START TASK DATA
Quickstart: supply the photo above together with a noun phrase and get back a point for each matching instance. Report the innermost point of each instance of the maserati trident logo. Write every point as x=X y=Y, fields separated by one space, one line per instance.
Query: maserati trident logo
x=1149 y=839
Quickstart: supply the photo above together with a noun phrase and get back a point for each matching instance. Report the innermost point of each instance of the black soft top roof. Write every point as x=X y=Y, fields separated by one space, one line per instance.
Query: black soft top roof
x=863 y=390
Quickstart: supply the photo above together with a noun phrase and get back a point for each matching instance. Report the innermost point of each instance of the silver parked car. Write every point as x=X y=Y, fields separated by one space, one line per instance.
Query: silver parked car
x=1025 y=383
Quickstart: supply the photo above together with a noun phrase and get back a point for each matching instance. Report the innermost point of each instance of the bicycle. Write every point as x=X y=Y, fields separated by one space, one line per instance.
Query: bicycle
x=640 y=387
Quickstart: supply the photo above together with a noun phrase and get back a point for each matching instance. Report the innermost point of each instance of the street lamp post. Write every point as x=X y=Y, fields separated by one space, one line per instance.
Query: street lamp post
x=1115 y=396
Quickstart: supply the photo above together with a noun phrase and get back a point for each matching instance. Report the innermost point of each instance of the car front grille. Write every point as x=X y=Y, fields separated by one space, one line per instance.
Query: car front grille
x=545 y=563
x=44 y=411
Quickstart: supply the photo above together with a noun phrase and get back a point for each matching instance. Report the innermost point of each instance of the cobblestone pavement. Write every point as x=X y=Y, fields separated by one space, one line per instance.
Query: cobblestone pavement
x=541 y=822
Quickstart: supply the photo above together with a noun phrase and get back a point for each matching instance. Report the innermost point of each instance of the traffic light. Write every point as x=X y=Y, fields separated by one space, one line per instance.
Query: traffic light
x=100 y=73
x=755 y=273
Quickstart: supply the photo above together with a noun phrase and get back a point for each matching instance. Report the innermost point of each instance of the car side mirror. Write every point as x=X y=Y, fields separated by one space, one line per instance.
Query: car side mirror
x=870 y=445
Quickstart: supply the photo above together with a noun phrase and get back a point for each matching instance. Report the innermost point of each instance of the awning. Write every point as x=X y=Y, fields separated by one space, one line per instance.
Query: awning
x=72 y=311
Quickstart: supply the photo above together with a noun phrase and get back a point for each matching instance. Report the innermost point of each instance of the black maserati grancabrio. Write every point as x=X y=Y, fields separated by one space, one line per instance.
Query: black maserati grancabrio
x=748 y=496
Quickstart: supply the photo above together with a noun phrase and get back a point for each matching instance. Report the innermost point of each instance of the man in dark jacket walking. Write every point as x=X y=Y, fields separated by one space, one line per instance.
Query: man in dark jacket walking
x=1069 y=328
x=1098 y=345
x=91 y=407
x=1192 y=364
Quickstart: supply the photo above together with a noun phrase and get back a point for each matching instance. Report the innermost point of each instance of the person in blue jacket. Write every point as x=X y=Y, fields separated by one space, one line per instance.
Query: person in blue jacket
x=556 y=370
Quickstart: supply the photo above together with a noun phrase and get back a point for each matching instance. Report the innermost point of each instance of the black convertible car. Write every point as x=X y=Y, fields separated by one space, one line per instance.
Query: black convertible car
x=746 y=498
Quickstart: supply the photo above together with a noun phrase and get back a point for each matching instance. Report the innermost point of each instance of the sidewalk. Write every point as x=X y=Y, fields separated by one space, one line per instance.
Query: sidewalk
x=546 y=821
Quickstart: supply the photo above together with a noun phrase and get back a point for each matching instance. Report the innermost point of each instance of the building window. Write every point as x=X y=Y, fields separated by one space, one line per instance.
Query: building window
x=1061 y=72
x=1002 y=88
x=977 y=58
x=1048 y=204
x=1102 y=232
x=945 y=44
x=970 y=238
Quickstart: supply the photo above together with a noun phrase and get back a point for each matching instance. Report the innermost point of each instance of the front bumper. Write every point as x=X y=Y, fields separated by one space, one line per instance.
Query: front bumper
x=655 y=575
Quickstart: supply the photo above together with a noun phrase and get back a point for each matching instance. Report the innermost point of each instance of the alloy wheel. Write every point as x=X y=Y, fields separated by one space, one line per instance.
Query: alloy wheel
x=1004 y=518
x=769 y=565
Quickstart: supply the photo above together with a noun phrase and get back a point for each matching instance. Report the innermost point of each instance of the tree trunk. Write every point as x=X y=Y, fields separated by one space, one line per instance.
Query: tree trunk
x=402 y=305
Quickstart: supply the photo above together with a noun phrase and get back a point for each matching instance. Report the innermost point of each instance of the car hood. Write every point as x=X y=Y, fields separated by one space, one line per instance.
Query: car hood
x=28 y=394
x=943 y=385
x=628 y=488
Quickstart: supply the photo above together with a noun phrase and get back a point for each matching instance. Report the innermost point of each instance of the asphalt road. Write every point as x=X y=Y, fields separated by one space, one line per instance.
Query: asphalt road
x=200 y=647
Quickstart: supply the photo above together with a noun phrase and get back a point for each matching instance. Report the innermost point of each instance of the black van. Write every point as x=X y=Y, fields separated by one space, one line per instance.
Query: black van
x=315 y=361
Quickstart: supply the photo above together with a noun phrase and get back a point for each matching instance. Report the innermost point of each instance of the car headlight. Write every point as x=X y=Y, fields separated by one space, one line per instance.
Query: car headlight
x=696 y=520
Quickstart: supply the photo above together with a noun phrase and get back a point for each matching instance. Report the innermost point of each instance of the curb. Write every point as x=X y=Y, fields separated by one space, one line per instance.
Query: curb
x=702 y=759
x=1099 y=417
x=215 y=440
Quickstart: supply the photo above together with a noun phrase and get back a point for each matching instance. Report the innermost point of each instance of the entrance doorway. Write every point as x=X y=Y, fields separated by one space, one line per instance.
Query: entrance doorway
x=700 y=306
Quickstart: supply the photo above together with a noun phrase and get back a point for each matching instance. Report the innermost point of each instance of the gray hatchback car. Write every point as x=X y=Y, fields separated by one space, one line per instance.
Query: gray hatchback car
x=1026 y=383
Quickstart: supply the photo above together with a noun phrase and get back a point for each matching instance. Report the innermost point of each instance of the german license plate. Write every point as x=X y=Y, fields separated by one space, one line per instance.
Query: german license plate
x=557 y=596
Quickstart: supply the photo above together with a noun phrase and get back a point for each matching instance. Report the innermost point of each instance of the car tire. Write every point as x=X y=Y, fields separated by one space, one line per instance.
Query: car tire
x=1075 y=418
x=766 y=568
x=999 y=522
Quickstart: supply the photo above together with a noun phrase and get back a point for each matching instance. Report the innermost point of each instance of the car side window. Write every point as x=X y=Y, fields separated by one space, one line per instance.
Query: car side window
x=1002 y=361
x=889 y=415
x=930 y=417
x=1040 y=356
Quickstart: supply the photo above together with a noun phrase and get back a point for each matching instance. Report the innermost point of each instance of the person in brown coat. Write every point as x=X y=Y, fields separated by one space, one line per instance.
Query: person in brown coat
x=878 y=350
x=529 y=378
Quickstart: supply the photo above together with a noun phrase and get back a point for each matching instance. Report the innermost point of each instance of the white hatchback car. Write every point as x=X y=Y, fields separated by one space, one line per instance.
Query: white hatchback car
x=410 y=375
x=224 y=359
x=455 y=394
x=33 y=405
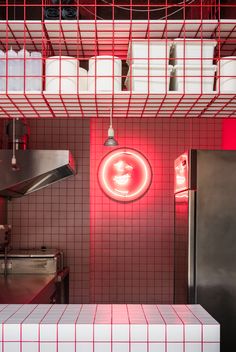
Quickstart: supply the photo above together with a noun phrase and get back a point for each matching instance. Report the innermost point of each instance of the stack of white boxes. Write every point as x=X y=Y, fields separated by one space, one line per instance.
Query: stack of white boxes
x=149 y=69
x=193 y=69
x=107 y=328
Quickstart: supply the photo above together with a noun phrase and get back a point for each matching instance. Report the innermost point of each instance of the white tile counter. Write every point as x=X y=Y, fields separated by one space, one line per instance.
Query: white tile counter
x=107 y=328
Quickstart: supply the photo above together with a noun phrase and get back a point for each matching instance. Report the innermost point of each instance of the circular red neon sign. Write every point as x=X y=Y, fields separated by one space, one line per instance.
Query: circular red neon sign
x=124 y=174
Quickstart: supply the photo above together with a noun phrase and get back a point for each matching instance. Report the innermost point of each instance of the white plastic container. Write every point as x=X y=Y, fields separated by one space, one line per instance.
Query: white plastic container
x=226 y=70
x=12 y=70
x=155 y=79
x=35 y=71
x=23 y=68
x=61 y=74
x=104 y=74
x=2 y=71
x=82 y=79
x=149 y=51
x=193 y=79
x=188 y=51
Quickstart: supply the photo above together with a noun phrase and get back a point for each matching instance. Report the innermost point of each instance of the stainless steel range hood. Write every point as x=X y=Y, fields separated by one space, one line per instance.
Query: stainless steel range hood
x=36 y=169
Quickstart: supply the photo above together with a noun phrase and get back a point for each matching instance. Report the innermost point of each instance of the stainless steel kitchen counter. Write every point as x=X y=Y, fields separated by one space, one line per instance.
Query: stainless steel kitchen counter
x=27 y=288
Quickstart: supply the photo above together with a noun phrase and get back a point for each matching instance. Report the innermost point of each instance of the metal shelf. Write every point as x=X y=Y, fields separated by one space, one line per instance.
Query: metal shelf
x=124 y=104
x=87 y=38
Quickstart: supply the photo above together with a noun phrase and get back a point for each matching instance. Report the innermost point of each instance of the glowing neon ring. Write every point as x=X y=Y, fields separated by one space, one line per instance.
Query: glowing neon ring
x=124 y=174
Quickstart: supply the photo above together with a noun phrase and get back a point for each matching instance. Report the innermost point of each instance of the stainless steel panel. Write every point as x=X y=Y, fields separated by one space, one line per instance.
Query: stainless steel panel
x=216 y=239
x=36 y=169
x=27 y=262
x=3 y=210
x=191 y=239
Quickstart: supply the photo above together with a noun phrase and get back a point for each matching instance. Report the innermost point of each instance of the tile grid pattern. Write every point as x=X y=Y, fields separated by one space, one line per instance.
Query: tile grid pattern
x=106 y=328
x=132 y=244
x=58 y=216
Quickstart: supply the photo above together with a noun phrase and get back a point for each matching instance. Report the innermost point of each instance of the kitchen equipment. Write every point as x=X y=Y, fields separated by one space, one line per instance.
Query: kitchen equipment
x=153 y=79
x=2 y=71
x=192 y=51
x=193 y=79
x=32 y=261
x=149 y=52
x=61 y=74
x=226 y=70
x=205 y=246
x=5 y=237
x=104 y=74
x=36 y=169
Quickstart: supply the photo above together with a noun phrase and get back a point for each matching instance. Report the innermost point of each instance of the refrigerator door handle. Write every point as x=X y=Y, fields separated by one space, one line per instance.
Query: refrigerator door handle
x=192 y=292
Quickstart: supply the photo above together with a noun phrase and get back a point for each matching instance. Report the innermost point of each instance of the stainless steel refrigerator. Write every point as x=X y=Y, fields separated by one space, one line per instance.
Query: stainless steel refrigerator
x=205 y=236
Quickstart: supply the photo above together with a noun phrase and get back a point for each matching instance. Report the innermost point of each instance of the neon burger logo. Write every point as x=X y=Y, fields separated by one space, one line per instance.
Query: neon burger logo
x=124 y=174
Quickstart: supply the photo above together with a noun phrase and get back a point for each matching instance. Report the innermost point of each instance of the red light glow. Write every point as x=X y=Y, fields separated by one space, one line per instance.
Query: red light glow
x=124 y=174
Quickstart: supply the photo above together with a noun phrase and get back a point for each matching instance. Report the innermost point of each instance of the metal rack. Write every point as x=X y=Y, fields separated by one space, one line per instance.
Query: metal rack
x=84 y=38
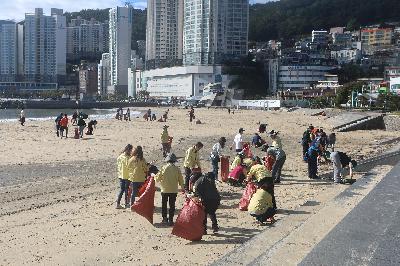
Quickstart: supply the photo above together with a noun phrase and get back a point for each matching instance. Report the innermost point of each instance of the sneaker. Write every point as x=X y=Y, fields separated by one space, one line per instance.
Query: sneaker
x=215 y=229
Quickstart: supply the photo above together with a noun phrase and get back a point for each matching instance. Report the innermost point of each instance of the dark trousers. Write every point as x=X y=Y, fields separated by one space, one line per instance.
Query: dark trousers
x=277 y=168
x=124 y=186
x=305 y=149
x=171 y=198
x=135 y=190
x=312 y=165
x=215 y=165
x=263 y=217
x=210 y=208
x=62 y=129
x=166 y=149
x=188 y=173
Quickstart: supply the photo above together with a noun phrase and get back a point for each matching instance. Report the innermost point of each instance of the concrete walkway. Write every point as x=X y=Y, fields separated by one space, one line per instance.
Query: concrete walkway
x=369 y=234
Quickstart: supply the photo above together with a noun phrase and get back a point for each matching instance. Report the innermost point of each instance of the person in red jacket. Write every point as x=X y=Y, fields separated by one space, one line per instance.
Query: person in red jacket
x=64 y=126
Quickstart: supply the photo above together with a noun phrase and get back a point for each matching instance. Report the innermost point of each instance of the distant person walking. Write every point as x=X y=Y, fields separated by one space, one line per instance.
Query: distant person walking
x=81 y=125
x=191 y=114
x=57 y=121
x=22 y=117
x=192 y=159
x=123 y=175
x=138 y=169
x=238 y=140
x=64 y=126
x=74 y=118
x=165 y=141
x=216 y=154
x=341 y=160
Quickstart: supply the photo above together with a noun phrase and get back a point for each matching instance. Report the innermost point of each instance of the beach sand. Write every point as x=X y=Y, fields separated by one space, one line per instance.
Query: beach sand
x=57 y=195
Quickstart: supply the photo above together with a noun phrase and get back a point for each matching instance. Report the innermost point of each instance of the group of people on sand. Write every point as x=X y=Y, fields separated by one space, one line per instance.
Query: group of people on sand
x=316 y=144
x=62 y=123
x=123 y=116
x=246 y=170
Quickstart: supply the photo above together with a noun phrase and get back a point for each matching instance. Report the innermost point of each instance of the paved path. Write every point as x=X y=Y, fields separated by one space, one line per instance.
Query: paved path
x=369 y=234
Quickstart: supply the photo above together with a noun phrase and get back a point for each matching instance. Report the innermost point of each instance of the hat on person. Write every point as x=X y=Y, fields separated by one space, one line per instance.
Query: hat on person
x=171 y=158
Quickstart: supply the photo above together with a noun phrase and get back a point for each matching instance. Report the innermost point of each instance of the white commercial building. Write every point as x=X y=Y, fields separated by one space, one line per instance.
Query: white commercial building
x=182 y=81
x=214 y=30
x=319 y=36
x=164 y=34
x=120 y=47
x=346 y=56
x=295 y=77
x=103 y=74
x=8 y=50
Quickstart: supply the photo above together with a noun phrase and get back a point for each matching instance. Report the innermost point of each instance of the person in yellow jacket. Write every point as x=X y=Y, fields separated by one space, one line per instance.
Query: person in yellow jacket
x=261 y=205
x=262 y=176
x=192 y=160
x=169 y=177
x=138 y=168
x=165 y=141
x=123 y=175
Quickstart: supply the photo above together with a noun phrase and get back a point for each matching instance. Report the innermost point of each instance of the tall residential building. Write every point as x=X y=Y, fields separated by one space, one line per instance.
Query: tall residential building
x=103 y=74
x=164 y=35
x=120 y=47
x=61 y=41
x=86 y=38
x=8 y=51
x=214 y=31
x=44 y=46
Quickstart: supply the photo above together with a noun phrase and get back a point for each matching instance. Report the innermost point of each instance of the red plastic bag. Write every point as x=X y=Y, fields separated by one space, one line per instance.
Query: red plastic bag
x=269 y=162
x=246 y=150
x=189 y=224
x=246 y=197
x=236 y=172
x=224 y=168
x=144 y=206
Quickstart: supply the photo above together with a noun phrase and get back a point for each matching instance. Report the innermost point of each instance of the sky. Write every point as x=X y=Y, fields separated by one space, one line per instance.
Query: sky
x=16 y=9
END TASK DATA
WHAT YOU NEED TO DO →
Would you please copy exactly the part of the entries above that begins at the line containing "Query: metal shelf" and ends at the line containing "of the kitchen", both lines included?

EXERCISE ANSWER →
Query: metal shelf
x=124 y=104
x=87 y=38
Quickstart: supply the photo above together with a noun phrase and get back a point for each matching instance. Report the innermost point of each instance of the glowing neon ring. Write every point as x=X y=Y, fields separated by one space, one line per instance.
Query: glowing neon ring
x=124 y=174
Quickstart: supply the photo above together with a noun phrase and get back a point for each matching instance. Report the innermost point of each instance of the stainless steel panel. Write every point as x=X y=Y, fields separated by one space, one line per instance.
Query: stainless steel panel
x=216 y=239
x=36 y=169
x=27 y=262
x=3 y=210
x=191 y=239
Quickstart: supply the photo above together with a noun phrase and get back a point for each matching instance. Report the innermost point of each instance of the tile grid pattern. Write every point as x=X y=Y, fields separated by one space, one line per instance.
Query: tile grid pattern
x=106 y=328
x=132 y=244
x=58 y=216
Quickstart: supply the photo above together with a noun phrase and get back a point for each matching instance. Report the innermost point of each instance of the kitchen equipment. Write every point as x=X y=Y, fields separated by one space, one line per instance.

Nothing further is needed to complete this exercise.